Auszug
========================================================================

Nach dem märchenhaft-schaurigen „Poor Things“ (2024) wechselt Regisseur Lanthimos mit Kinds of Kindness in eine bedrückende Welt, die stark an seine älteren Filme wie beispielsweise „The Lobster“ (2016) erinnert. Der Film besteht aus drei einzelnen Geschichten. Dabei wechseln die Darstellenden Emily „Emma“ Stone, Jesse Plemons und Willem Dafoe in jeder Geschichte ihre Rollen.
Während Du in unserer Kritik zu Kinds of Kindness unser Urteil nachlesen kannst, wollen wir Dir in diesem Artikel das Ende von Kinds of Kindness – oder besser gesagt: die Enden – erklären und die wichtigsten Fragen so gut es geht beantworten.
Achtung: In diesem Artikel erwarten Dich viele Spoiler zur Handlung von Kinds of Kindness. Lies also nur auf eigene Gefahr weiter!
Die Geschichten von Kinds of Kindness: Was verbindet die Akte?

========================================================================

Entnommene Einträge

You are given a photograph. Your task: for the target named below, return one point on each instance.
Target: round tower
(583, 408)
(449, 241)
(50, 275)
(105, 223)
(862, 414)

========================================================================

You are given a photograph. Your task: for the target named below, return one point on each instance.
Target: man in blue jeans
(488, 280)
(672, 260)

========================================================================

Die Aufgabe
Ersetze im Auszug über Kinds of Kindness „Artikel“ durch „Beitrag“ und gib dabei alles von „Während Du in“ bis hinunter zu „eigene Gefahr weiter!“ wieder. Stütze dich ausschließlich auf den Auszug.

Lösung der Aufgabe
Während Du in unserer Kritik zu Kinds of Kindness unser Urteil nachlesen kannst, wollen wir Dir in diesem Beitrag das Ende von Kinds of Kindness – oder besser gesagt: die Enden – erklären und die wichtigsten Fragen so gut es geht beantworten.
Achtung: In diesem Beitrag erwarten Dich viele Spoiler zur Handlung von Kinds of Kindness. Lies also nur auf eigene Gefahr weiter!